Ce roman passionnant se lit quasiment d’une traite. Il entrecroise trois époques - 2006, les années 1960 et l’immédiate après-guerre – et trois destins de femmes – ceux de Patricia et d’Inge mais aussi celui d’Anna.
En réalité, le personnage d’Anna est à la genèse du récit. La jeune femme, dont la famille vit depuis des générations dans un petit village de Bohême, sera contrainte de fuir avec ses deux jeunes enfants. L’heure de la vengeance a en effet sonné dans ce village, comme dans beaucoup d’autres, alors que la fin du 3ème Reich s’annonce. Anna, une Sudète, se retrouve alors considérée comme une ennemie allemande, de ceux qui ont spolié les habitants de leurs biens. Commence alors une longue période d’errance, d’emprisonnement, de répression pour Anna qui donnera naissance à Inge durant cet exil.

========================================

À faire »
A: Les affirmations suivantes concordent-elles avec le texte sur le roman ? Répondez par oui ou par non en citant à chaque fois les mots décisifs du texte : (i) le roman mêle trois époques ; (ii) Anna fuit avec ses trois enfants ; (iii) Inge naît pendant l'exil d'Anna.
B: Modifiez la partie du texte sur le roman qui s'ouvre sur les mots contenant « Ce roman passionnant » et se clôt sur « durant cet exil. » en y mettant « Moravie » à la place de « Bohême ».

(Éléments enregistrés du jeu de données)
========================================

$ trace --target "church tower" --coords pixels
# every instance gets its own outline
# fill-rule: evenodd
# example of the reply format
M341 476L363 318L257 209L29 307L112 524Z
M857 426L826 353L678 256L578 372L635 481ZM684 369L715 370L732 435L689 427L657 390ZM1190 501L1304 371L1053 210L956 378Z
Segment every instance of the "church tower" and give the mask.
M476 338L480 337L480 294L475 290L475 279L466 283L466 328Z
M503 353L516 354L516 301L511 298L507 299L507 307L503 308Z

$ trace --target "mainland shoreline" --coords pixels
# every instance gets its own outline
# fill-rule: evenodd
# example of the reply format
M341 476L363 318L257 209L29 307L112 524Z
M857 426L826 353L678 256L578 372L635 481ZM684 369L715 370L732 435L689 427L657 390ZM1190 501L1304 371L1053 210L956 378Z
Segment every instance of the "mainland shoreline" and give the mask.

========================================

Réponses rédigées »
A:
(i) Oui : « Il entrecroise trois époques ».
(ii) Non : « sera contrainte de fuir avec ses deux jeunes enfants ».
(iii) Oui : « donnera naissance à Inge durant cet exil ».

B:
Ce roman passionnant se lit quasiment d’une traite. Il entrecroise trois époques - 2006, les années 1960 et l’immédiate après-guerre – et trois destins de femmes – ceux de Patricia et d’Inge mais aussi celui d’Anna.
En réalité, le personnage d’Anna est à la genèse du récit. La jeune femme, dont la famille vit depuis des générations dans un petit village de Moravie, sera contrainte de fuir avec ses deux jeunes enfants. L’heure de la vengeance a en effet sonné dans ce village, comme dans beaucoup d’autres, alors que la fin du 3ème Reich s’annonce. Anna, une Sudète, se retrouve alors considérée comme une ennemie allemande, de ceux qui ont spolié les habitants de leurs biens. Commence alors une longue période d’errance, d’emprisonnement, de répression pour Anna qui donnera naissance à Inge durant cet exil.